_Directions_.
From the records below, return every line containing the word "brown".

─── Supplied data ───

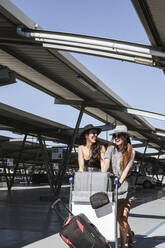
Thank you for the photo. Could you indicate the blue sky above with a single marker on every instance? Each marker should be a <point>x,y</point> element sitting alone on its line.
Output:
<point>140,86</point>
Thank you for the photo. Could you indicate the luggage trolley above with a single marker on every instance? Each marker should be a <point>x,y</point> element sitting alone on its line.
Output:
<point>104,218</point>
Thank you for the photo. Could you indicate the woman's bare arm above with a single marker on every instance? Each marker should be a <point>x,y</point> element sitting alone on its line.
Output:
<point>102,154</point>
<point>106,164</point>
<point>80,159</point>
<point>124,174</point>
<point>127,169</point>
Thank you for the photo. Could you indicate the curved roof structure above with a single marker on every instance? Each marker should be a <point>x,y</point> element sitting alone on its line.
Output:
<point>60,75</point>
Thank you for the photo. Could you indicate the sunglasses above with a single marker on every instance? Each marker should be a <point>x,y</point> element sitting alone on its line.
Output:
<point>118,136</point>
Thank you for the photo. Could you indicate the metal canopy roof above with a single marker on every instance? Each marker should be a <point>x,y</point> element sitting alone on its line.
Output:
<point>62,76</point>
<point>22,122</point>
<point>152,16</point>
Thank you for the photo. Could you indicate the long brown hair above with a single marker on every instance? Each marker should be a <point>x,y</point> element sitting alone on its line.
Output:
<point>95,149</point>
<point>127,152</point>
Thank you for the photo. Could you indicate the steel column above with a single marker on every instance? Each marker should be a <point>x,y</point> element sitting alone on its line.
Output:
<point>18,161</point>
<point>50,172</point>
<point>69,151</point>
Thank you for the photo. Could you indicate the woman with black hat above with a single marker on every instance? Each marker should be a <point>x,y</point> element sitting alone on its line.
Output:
<point>91,152</point>
<point>119,157</point>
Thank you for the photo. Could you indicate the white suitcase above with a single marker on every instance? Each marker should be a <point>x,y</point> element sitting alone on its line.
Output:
<point>86,184</point>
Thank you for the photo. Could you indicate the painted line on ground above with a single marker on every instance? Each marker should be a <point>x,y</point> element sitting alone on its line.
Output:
<point>147,234</point>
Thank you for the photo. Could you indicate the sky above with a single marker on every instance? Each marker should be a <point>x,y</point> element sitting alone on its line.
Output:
<point>140,86</point>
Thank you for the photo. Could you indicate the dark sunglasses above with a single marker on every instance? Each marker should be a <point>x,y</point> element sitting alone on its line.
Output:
<point>118,136</point>
<point>93,132</point>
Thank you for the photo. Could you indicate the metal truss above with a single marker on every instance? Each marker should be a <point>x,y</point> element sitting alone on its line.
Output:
<point>108,48</point>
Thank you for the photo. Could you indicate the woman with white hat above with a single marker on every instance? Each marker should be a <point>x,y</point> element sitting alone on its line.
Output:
<point>119,157</point>
<point>91,152</point>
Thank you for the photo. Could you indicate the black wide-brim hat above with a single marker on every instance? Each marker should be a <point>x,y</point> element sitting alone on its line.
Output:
<point>89,127</point>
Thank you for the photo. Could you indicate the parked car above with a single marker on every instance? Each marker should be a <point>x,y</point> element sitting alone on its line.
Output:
<point>144,180</point>
<point>39,178</point>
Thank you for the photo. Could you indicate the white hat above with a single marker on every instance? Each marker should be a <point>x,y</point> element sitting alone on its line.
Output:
<point>120,129</point>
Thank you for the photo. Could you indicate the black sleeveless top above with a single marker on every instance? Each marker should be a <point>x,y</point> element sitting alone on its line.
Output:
<point>94,164</point>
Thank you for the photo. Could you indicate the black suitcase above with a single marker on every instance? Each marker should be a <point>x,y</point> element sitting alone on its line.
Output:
<point>79,232</point>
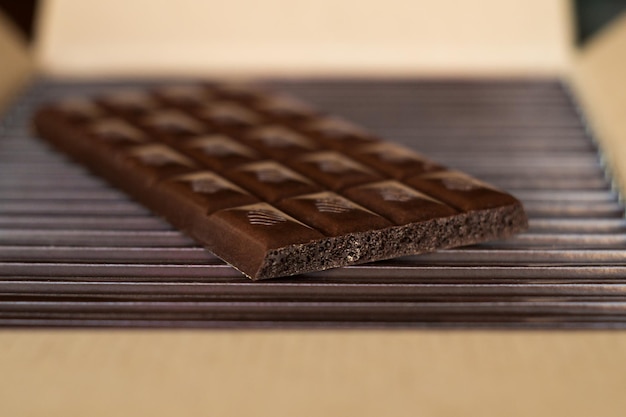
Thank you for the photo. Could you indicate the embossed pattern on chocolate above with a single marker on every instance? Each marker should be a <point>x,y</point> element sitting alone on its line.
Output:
<point>271,185</point>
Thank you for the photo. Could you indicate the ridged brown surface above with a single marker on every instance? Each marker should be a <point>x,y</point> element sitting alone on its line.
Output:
<point>75,252</point>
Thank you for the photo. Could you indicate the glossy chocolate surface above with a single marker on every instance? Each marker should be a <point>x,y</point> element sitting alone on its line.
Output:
<point>270,184</point>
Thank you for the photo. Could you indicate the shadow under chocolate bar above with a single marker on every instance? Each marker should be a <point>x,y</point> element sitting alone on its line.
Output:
<point>271,185</point>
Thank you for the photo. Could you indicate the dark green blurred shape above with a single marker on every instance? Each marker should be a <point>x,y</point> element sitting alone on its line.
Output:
<point>593,15</point>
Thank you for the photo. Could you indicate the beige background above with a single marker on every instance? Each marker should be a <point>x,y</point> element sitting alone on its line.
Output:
<point>15,61</point>
<point>599,77</point>
<point>312,373</point>
<point>318,373</point>
<point>303,37</point>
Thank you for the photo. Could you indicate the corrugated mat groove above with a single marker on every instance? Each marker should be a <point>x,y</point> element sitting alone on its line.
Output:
<point>76,252</point>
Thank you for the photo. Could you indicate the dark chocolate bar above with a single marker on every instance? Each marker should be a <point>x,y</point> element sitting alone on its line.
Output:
<point>271,185</point>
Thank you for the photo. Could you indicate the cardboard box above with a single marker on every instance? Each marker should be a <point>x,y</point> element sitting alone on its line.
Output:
<point>328,373</point>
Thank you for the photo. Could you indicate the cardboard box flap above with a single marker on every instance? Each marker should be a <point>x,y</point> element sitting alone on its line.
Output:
<point>338,37</point>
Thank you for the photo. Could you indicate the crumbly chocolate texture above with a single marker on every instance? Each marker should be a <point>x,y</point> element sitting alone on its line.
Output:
<point>269,184</point>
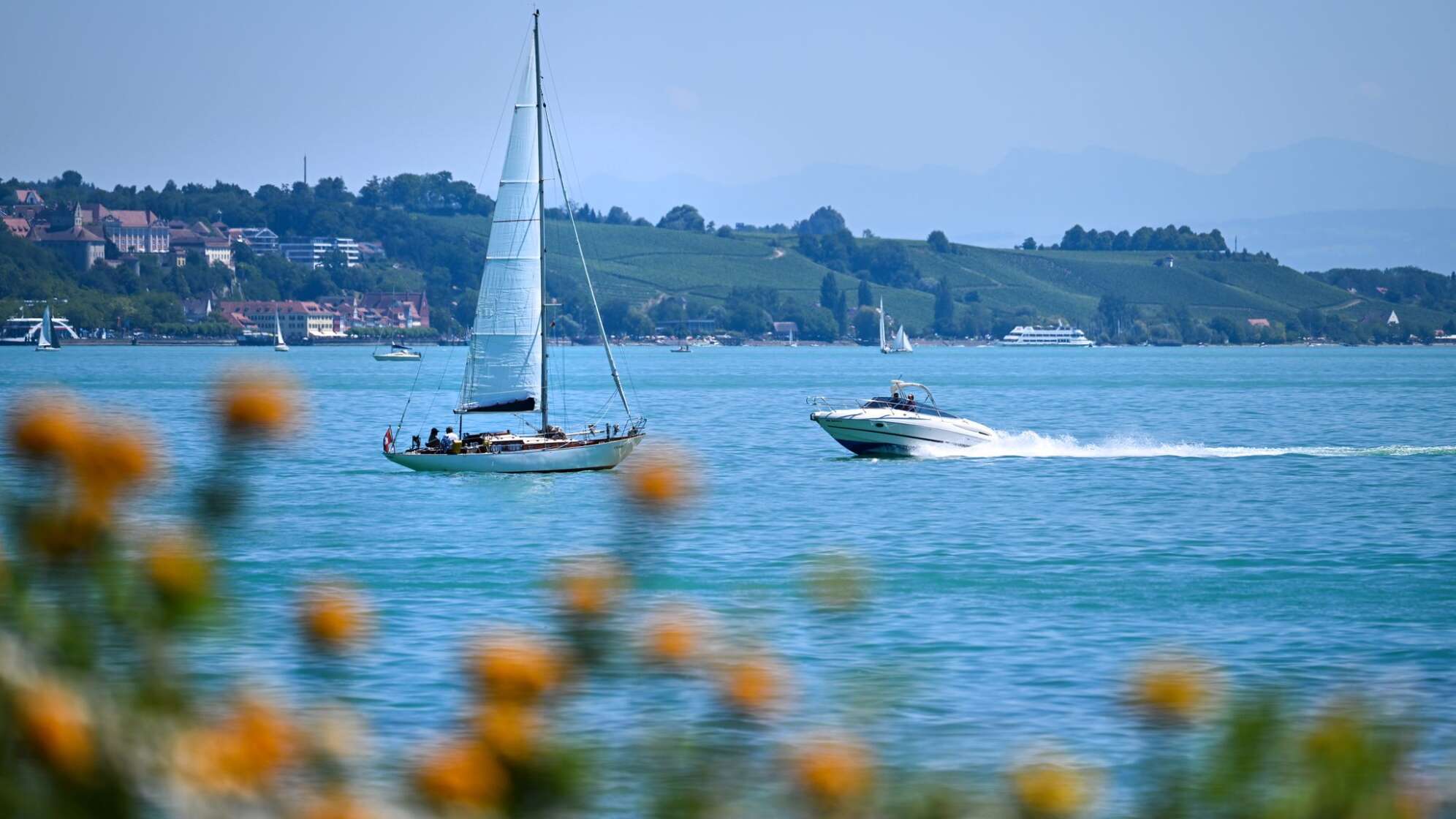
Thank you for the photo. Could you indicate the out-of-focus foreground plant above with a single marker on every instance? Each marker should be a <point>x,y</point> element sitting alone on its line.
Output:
<point>99,717</point>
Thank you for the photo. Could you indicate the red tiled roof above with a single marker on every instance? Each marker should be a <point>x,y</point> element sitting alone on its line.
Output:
<point>72,235</point>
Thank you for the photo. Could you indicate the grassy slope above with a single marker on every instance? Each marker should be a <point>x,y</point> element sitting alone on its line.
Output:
<point>641,263</point>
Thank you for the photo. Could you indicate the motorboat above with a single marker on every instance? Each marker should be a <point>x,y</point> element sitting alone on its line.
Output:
<point>506,366</point>
<point>898,424</point>
<point>902,341</point>
<point>1061,336</point>
<point>398,353</point>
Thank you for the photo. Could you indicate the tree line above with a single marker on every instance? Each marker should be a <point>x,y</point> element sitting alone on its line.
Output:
<point>1167,238</point>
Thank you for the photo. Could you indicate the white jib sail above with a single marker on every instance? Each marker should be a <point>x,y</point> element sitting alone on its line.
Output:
<point>47,331</point>
<point>504,365</point>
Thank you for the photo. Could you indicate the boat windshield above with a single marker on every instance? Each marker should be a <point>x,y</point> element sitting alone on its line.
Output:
<point>886,403</point>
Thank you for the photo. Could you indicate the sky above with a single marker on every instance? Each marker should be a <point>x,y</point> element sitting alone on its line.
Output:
<point>728,92</point>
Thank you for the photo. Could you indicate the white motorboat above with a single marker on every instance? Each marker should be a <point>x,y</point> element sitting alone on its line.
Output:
<point>45,340</point>
<point>506,365</point>
<point>902,340</point>
<point>398,353</point>
<point>1046,337</point>
<point>280,346</point>
<point>898,424</point>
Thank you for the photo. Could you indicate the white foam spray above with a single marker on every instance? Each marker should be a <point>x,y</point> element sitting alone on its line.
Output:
<point>1034,445</point>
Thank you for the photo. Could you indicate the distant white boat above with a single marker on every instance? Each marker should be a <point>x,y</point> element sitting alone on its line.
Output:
<point>398,353</point>
<point>280,346</point>
<point>1046,337</point>
<point>902,340</point>
<point>45,341</point>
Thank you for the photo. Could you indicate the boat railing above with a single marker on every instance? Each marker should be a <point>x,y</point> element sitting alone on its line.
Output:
<point>830,403</point>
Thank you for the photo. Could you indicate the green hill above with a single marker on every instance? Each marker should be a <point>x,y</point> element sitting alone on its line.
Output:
<point>641,264</point>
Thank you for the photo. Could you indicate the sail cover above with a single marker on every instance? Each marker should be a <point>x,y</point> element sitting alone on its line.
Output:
<point>504,365</point>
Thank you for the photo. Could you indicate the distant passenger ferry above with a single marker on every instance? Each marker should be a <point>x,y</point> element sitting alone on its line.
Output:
<point>1046,337</point>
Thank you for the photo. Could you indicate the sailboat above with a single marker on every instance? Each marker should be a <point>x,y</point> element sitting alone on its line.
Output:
<point>902,340</point>
<point>506,365</point>
<point>280,346</point>
<point>45,340</point>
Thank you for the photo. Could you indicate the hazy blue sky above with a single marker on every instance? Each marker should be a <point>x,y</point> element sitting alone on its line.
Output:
<point>731,92</point>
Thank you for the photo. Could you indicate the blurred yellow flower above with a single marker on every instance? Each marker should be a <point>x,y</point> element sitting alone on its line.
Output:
<point>588,586</point>
<point>516,668</point>
<point>460,774</point>
<point>833,771</point>
<point>660,483</point>
<point>178,570</point>
<point>44,429</point>
<point>111,459</point>
<point>1172,688</point>
<point>510,729</point>
<point>1050,789</point>
<point>334,615</point>
<point>673,634</point>
<point>751,684</point>
<point>242,754</point>
<point>335,805</point>
<point>255,403</point>
<point>57,725</point>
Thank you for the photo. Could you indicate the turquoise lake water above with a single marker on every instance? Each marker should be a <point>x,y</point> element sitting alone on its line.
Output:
<point>1289,513</point>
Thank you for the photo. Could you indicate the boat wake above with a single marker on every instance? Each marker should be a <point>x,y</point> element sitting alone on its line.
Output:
<point>1033,445</point>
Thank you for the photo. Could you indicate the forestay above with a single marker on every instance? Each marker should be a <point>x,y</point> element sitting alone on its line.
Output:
<point>504,365</point>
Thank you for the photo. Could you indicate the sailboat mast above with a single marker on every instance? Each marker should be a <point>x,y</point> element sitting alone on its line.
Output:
<point>541,193</point>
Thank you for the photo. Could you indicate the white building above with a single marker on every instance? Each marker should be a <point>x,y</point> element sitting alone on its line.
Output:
<point>315,251</point>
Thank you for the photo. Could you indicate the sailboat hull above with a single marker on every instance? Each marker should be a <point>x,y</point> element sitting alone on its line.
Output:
<point>594,455</point>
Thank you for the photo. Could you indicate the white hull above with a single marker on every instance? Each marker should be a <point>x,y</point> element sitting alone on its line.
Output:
<point>898,431</point>
<point>594,455</point>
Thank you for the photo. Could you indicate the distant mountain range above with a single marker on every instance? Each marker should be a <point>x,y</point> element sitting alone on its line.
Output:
<point>1313,205</point>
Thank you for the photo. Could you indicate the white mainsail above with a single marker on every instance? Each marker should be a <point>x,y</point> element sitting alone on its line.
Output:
<point>47,330</point>
<point>903,341</point>
<point>883,346</point>
<point>504,365</point>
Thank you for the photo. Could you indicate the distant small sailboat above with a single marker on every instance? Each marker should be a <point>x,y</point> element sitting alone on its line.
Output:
<point>398,352</point>
<point>902,340</point>
<point>45,341</point>
<point>280,346</point>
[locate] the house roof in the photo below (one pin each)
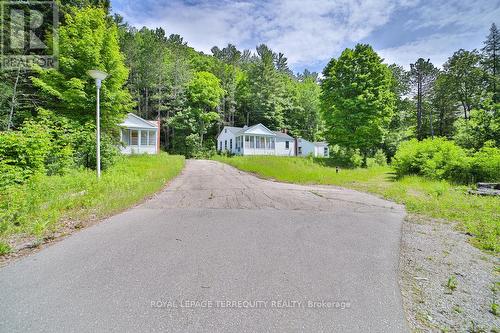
(134, 121)
(317, 143)
(283, 135)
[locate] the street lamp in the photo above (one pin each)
(99, 77)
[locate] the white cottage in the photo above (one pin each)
(316, 149)
(139, 136)
(255, 140)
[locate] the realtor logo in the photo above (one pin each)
(29, 34)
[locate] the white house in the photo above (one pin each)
(316, 149)
(255, 140)
(139, 136)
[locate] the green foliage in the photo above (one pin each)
(379, 159)
(452, 283)
(486, 164)
(357, 99)
(4, 248)
(23, 153)
(465, 78)
(433, 158)
(35, 208)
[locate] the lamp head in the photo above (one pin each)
(97, 74)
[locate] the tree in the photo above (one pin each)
(204, 95)
(491, 60)
(423, 74)
(445, 106)
(466, 78)
(87, 40)
(402, 125)
(357, 101)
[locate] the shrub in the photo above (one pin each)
(380, 158)
(433, 158)
(486, 164)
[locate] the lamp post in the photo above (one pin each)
(99, 77)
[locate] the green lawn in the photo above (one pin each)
(479, 216)
(38, 207)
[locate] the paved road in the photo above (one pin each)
(181, 261)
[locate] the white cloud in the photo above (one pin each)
(307, 32)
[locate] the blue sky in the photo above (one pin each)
(309, 33)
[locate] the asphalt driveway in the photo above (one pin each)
(219, 250)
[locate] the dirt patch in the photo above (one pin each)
(447, 284)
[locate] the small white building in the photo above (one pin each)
(255, 140)
(139, 136)
(315, 149)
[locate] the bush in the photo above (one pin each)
(85, 148)
(433, 158)
(486, 164)
(23, 153)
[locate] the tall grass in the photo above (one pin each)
(479, 216)
(37, 207)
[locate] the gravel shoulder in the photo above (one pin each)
(448, 285)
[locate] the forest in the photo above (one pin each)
(363, 107)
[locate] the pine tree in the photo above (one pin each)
(357, 99)
(491, 59)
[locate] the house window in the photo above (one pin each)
(134, 138)
(126, 137)
(152, 138)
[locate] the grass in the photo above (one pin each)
(478, 216)
(41, 205)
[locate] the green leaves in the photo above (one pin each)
(87, 41)
(357, 99)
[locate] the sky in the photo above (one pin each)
(310, 33)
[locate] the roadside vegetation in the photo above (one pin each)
(45, 204)
(476, 215)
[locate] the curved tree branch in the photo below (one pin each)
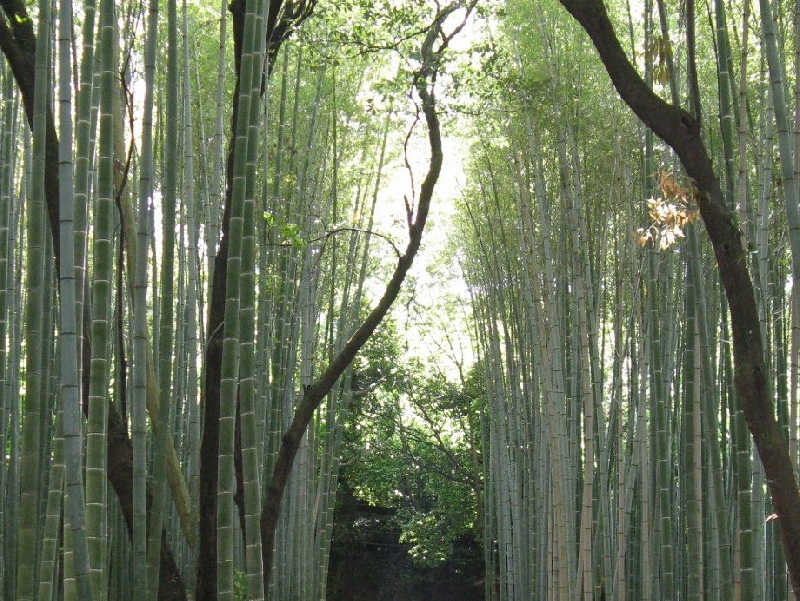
(682, 132)
(424, 81)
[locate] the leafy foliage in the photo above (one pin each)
(670, 213)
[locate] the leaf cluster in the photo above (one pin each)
(669, 214)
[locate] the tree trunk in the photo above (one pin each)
(682, 133)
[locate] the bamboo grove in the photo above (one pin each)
(194, 248)
(617, 446)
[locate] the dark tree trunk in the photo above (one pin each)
(678, 129)
(279, 26)
(19, 46)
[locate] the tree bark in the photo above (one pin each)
(280, 22)
(19, 46)
(682, 133)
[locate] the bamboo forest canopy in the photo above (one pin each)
(488, 300)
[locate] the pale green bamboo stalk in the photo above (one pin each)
(165, 337)
(139, 572)
(248, 100)
(75, 509)
(48, 572)
(247, 286)
(32, 461)
(8, 158)
(102, 277)
(192, 400)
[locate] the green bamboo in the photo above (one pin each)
(32, 438)
(139, 573)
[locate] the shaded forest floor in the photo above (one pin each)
(368, 562)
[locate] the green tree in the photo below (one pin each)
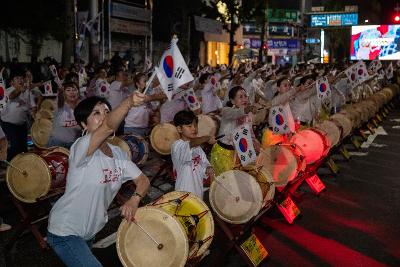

───

_Task result_.
Thank you for the photo. Could you indicate the long brown hair above with a single marker on every instance? Each marker should be a <point>x,y</point> element sitting alone on its line.
Thank you for the photo. Could you indicate the ridged brown surface above with a single marker on every instance? Each marker should be a <point>x,y</point> element sitting alone on its line.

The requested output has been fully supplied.